BEGIN

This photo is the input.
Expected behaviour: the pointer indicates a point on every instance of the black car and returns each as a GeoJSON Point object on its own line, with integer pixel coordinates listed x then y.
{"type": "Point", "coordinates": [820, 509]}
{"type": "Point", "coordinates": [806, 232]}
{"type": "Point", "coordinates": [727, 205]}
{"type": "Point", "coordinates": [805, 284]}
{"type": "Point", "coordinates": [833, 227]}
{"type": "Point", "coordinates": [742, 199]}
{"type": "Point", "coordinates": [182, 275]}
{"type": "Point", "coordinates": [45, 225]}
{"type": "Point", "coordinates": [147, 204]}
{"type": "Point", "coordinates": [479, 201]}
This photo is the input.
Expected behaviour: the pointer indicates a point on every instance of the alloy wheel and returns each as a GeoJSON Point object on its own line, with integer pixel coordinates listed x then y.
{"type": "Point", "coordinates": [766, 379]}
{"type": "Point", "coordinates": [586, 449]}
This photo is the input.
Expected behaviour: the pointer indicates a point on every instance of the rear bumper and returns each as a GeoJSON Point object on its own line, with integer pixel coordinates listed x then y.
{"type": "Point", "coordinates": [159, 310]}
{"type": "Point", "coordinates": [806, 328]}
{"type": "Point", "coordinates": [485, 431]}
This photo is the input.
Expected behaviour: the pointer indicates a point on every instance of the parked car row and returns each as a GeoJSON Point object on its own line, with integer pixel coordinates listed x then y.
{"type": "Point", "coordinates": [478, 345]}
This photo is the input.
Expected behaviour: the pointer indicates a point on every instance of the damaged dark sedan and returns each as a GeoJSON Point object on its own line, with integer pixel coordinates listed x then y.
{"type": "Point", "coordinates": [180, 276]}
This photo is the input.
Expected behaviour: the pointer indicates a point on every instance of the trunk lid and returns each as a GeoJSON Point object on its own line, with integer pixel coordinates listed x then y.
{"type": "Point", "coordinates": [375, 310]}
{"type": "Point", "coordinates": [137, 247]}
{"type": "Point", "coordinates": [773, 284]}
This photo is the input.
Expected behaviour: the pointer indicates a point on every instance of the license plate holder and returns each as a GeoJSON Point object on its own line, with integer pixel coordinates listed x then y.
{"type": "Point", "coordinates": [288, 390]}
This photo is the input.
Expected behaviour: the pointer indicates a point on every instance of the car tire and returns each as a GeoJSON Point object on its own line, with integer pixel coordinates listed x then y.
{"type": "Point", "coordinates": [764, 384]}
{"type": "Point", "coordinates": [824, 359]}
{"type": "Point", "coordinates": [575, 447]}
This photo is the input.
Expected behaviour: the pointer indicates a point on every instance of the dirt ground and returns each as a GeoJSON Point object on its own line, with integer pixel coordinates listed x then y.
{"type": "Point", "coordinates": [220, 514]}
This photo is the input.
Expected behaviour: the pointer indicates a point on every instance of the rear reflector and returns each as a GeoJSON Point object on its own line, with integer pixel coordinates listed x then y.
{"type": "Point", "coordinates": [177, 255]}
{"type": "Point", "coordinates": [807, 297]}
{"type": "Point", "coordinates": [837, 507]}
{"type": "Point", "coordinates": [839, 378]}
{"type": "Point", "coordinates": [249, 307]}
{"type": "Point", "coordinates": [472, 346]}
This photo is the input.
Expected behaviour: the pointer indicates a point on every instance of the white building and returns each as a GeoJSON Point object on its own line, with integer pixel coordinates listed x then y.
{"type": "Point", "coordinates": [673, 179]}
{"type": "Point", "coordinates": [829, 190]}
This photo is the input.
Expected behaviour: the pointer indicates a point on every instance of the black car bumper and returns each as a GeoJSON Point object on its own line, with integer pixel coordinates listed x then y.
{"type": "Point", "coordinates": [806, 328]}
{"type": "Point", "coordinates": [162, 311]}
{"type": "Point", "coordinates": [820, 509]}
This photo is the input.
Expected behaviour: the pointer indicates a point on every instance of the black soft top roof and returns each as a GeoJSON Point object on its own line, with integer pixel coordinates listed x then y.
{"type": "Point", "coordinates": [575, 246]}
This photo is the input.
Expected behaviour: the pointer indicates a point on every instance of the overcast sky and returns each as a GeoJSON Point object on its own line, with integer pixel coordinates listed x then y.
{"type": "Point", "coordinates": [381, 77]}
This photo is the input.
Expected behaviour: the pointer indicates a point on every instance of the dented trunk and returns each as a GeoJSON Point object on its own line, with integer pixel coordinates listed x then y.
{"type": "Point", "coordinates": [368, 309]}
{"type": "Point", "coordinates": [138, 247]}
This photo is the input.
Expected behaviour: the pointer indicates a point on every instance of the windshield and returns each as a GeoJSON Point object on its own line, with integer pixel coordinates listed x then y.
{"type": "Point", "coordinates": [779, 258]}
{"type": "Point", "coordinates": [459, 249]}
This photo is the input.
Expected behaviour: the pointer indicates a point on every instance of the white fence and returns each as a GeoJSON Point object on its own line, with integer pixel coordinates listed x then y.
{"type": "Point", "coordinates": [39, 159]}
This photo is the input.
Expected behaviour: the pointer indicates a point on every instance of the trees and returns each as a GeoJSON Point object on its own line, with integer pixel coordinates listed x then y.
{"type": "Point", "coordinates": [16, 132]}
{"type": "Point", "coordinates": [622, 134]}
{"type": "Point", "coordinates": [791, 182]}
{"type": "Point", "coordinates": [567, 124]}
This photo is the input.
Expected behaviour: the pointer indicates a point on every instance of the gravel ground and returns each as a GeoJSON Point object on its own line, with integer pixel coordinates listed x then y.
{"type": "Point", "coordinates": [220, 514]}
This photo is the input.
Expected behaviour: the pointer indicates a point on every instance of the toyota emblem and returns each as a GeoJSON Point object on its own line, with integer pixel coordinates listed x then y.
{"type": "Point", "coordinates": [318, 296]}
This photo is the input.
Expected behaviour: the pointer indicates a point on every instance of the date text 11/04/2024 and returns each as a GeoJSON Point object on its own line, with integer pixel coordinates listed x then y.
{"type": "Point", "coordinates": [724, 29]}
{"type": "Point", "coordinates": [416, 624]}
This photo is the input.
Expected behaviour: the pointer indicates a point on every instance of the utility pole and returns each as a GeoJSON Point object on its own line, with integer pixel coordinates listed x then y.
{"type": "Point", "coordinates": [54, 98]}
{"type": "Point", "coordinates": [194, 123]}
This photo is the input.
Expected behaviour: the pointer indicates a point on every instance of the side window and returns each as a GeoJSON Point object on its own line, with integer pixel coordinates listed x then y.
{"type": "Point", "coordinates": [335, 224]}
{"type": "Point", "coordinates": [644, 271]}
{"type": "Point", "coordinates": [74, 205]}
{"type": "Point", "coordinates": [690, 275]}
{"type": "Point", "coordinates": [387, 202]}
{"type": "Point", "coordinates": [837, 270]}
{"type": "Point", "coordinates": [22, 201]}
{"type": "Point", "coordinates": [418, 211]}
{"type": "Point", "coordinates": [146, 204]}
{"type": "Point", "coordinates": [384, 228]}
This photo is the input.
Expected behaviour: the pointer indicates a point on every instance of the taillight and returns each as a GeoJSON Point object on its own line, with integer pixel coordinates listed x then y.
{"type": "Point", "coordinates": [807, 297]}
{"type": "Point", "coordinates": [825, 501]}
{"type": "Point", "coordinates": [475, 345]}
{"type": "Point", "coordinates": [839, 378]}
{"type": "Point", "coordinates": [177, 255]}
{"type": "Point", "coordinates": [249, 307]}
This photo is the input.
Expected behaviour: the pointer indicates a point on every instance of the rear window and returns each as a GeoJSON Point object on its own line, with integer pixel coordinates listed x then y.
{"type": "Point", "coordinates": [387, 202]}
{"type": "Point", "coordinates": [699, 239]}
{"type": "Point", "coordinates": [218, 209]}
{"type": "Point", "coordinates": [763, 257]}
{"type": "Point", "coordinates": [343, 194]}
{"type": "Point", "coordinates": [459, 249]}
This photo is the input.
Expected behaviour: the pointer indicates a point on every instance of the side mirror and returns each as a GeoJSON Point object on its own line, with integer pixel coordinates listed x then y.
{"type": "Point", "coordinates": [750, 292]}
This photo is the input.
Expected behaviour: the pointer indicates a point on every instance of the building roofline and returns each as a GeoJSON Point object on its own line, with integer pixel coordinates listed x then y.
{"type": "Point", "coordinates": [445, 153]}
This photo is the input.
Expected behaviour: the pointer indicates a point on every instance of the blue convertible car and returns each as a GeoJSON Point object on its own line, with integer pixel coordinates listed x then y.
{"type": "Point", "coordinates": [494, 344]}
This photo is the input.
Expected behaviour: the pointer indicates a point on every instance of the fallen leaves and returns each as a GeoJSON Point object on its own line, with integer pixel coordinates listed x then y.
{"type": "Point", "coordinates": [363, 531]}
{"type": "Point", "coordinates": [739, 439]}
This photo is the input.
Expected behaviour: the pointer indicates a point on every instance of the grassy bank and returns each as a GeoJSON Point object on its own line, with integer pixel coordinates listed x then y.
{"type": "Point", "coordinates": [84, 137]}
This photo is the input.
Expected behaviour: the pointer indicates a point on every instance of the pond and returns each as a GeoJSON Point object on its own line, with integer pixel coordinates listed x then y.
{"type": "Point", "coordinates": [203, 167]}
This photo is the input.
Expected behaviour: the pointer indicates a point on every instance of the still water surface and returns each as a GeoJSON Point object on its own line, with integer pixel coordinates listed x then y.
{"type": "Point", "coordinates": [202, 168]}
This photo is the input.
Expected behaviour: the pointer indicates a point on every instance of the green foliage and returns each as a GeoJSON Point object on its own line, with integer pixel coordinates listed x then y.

END

# [What you have to do]
Reproduce the final stretch of the data above: every line from the one holding "of the pond" through the end, inclusive, exactly as written and nothing else.

# [Task solution]
Expected behaviour: the pointer indicates a point on every instance of the pond and returns each as a GeoJSON Point object on its own line, with integer pixel coordinates listed x then y.
{"type": "Point", "coordinates": [203, 167]}
This photo is the input.
Expected behaviour: the pointer indicates a point on every instance of the still water surface and returns each as a GeoJSON Point object on its own line, with integer pixel coordinates listed x then y.
{"type": "Point", "coordinates": [202, 168]}
This photo is the input.
Expected behaviour: the pointer indicates a point on every instance of the green foliage and returns each as a GeoJSON Point object on its own line, with integer pixel coordinates listed x then y.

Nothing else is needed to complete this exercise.